NO WAY (out)? NORWAY TODAY. Norwegenreise mit Betty Despoina Athanasiadou [PAF]

Schauspielerin Betty Despoina Athanasiadou nach der letzten Aufführung von "Nebel brutal"
Die Schauspielerin Betty Despoina Athanasiadou. © 2017, Foto/BU: Andreas Hagemoser

Berlin, Deutschland (Kulturexpresso). Norway today war 2003 und 2004 das erfolgreichste Stück in der Bundesrepublik Deutschland, wurde international 100mal aufgeführt und zu diesem Zweck in 20 Sprachen übersetzt. Betty Despoina Athanasiadou belebt es im Rahmen des Performing Arts Festival (PAF).

Drei Stellen greift sie auf. Diese werden monologisch vorgetragen. Das Ganze dauert nur 20 Minuten. Das kann sich auch der größte Theatermuffel gönnen. Der Eintritt ist frei. Termin Samstag, 9. Juni 19 Uhr. Club der polnischen Versager, Ackerstraße 168 in Mitte. (Keine Eintrittskarten erforderlich.)

Kein Ausweg? Oder doch? Betty Despoina Athanasiadou versucht, ihn in NORWAY TODAY zu zeigen

Betty Despoina Athanasiadou ist ein positiver Mensch, der zeigen will, dass es immer einen Ausweg gibt, immer eine Lösung. Despoina Athanasiadou ist eine Schauspielerin, die das auch zeigen kann, die seit acht Jahren ihr Talent durchscheinen lässt. Meist in Berlin.

Sie hat gemeinsam mit der Regisseurin Helena Kontoudakis drei Stellen ausgesucht, die sie als Monolog vorträgt. Sie wird allein auf der Bühne sein.

Ohne großartiges Bühnenbild. Der Club der polnischen Versager, in dem bei Filmpolska auch Filme gezeigt werden, gibt das logistisch auch kaum her.

Betty Despoina Athanasiadou als Julie wird drei Monologe sprechen, einen an den zweiten Hauptdarsteller des Originalstücks, August, gerichtet. Zwei an das Publikum gerichtet, nachgespielt, wie die Figur „Julie“ begründete, warum sie sich umbringen wolle. Im Original ist das die Passage, wie sich Julie selbst mit der Kamera aufnimmt und das dann ins Internet stellt.

########

# [AUFGABEN]
1) Wie lange dauert die Aufführung laut dem ausgewählten Abschnitt?
2) Übersetze diesen Satz aus dem ausgewählten Abschnitt ins Englische: „Sie hat gemeinsam mit der Regisseurin Helena Kontoudakis drei Stellen ausgesucht, die sie als Monolog vorträgt.“
3) Schreib den ausgewählten Abschnitt über die Aufführung von NORWAY TODAY nach seinem letzten Satz weiter.

# [ERFASSTE DATEN]
########

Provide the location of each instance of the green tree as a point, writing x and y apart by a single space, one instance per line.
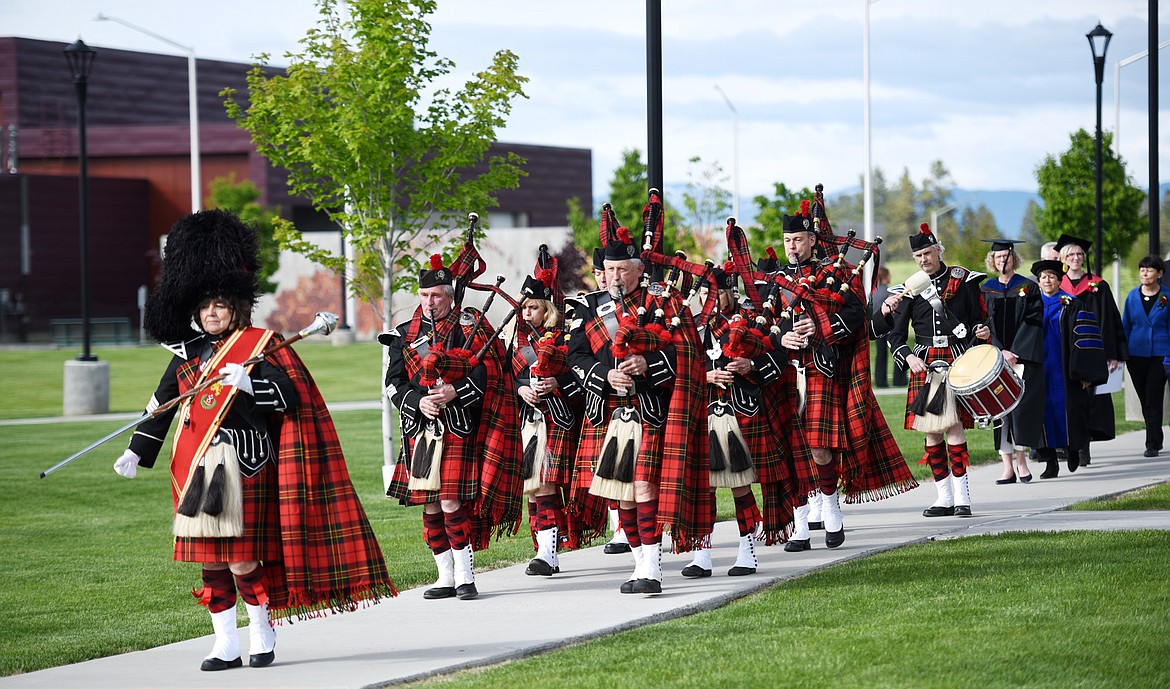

########

# [LÖSUNGEN]
1) Nur 20 Minuten.

2) Together with the director Helena Kontoudakis, she selected three passages, which she performs as a monologue.

3)
Frau Athanasiadou spielte unter anderem in „Das Fremde“ von ‚Nebel brutal‘ mit:

kulturexpresso.de/geheim-die-fremde-in-das-fremde-in-der-fremde-an-einem-unbekannten-brutal-nebuloesen-ort-bjoern-zahns-stueck-mit-betty-despoina-athanasiadou-bringt-die-message-in-die-botschaft

WHY NORWAY TODAY?

Betty Despoina Athanasiadou suchte mit der Regisseurin Helena Kontoudakis nach einem passenden Stück. Ihr gefielen die Dialoge und so fiel die Wahl auf Norway today. Das Erfolgsstück zog ein überwiegend jugendliches Publikum an; die Schauspielerin ist ebenfalls jung.

Vielleicht kann Betty Despoina Athanasiadou mit der 20minütigen Performance im Club der Versager Leben retten. Erste Hilfe geht manchmal schneller, braucht jedoch auch viel Vorbereitung, wenn es gut gehen soll.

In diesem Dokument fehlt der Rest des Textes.